● **Arbeitsaufträge**:
A) Fasse den Text über Kaffee ohne Bohnen in zwei Sätzen zusammen.
B) Beantworte anhand des Textes über Kaffee ohne Bohnen die folgenden Fragen:
(i) Mit welcher Methode hat Atomo die Kaffeebohne entschlüsselt?
(ii) In welcher Stadt steht der Kaffeeröster von Atomo?
(iii) Woraus wird das im Text genannte Hack hergestellt?
C) Zitiere aus dem Text über Kaffee ohne Bohnen den Abschnitt, der mit „Der Kaffeemarkt ist“ beginnt und mit „Bohnen hergestellt wird.“ endet.

● **Vorliegender Textauszug**:
Der Kaffeemarkt ist vom Klimawandel bedroht. Das Start-up Atomo hat die Kaffeebohne entschlüsselt: Mit Reverse Engineering haben die Macher ein Produkt entwickelt, das wie Kaffee schmeckt, weniger Ressourcen verbraucht, nachhaltiger ist.
Hunderttausendfaches metallisches Rasseln in der Trommel. Der Kaffeeröster beginnt zu arbeiten, ein tiefes, gleichmäßiges Brummen erfüllt den Raum. Langsam verändert sich der Duft in der Produktionshalle. Dann öffnet sich die Trommel, die braunen Klümpchen purzeln auf das Abkühlungsgitter, und ein dicker, intensiver Schwall von Röstaromen ergießt sich in die Luft. Es ist ein Versprechen für Genuss. Der Kaffeeröster steht in Seattle und gehört dem Start-up Atomo, das mindestens die Kaffeewelt verändern will: Mit einem Kaffee, der ohne Bohnen hergestellt wird.
Essens-Nachbauten ohne die eigentlichen, oft tierischen Produkte sind längst Realität: Hack aus Sonnenblumen, Schnitzel aus Soja, Milch aus Hafer. Auch Kaffeeersatz ist keine Neuheit. Muckefuck etwa ist für viele wohl eine Kindheitserinnerung. Das koffeinfreie Getränk wird aus Zutaten wie Roggen, Gerste, Zichorienwurzel oder Malz hergestellt, die geröstet, gemahlen und wie Kaffee aufgebrüht werden. Über den Geschmack lässt sich streiten – wie Kaffee, soviel ist sicher, schmeckt keines der so hergestellten Heißgetränke.

● **Gezeigte Daten**:
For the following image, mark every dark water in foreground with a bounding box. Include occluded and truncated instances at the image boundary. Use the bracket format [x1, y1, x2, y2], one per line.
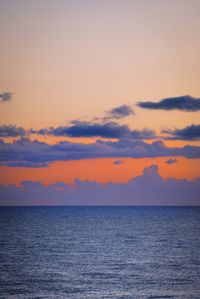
[0, 207, 200, 299]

● **Lösungen je Aufgabe**:
A) Das Start-up Atomo hat die Kaffeebohne mit Reverse Engineering entschlüsselt und will die Kaffeewelt mit einem Kaffee verändern, der ohne Bohnen hergestellt wird, wie Kaffee schmeckt, weniger Ressourcen verbraucht und nachhaltiger ist. Kaffeeersatz wie das koffeinfreie Muckefuck aus Roggen, Gerste, Zichorienwurzel oder Malz ist zwar keine Neuheit, doch schmeckt keines dieser Heißgetränke wie Kaffee.

B)
(i) Mit Reverse Engineering.
(ii) In Seattle.
(iii) Aus Sonnenblumen.

C)
Der Kaffeemarkt ist vom Klimawandel bedroht. Das Start-up Atomo hat die Kaffeebohne entschlüsselt: Mit Reverse Engineering haben die Macher ein Produkt entwickelt, das wie Kaffee schmeckt, weniger Ressourcen verbraucht, nachhaltiger ist.
Hunderttausendfaches metallisches Rasseln in der Trommel. Der Kaffeeröster beginnt zu arbeiten, ein tiefes, gleichmäßiges Brummen erfüllt den Raum. Langsam verändert sich der Duft in der Produktionshalle. Dann öffnet sich die Trommel, die braunen Klümpchen purzeln auf das Abkühlungsgitter, und ein dicker, intensiver Schwall von Röstaromen ergießt sich in die Luft. Es ist ein Versprechen für Genuss. Der Kaffeeröster steht in Seattle und gehört dem Start-up Atomo, das mindestens die Kaffeewelt verändern will: Mit einem Kaffee, der ohne Bohnen hergestellt wird.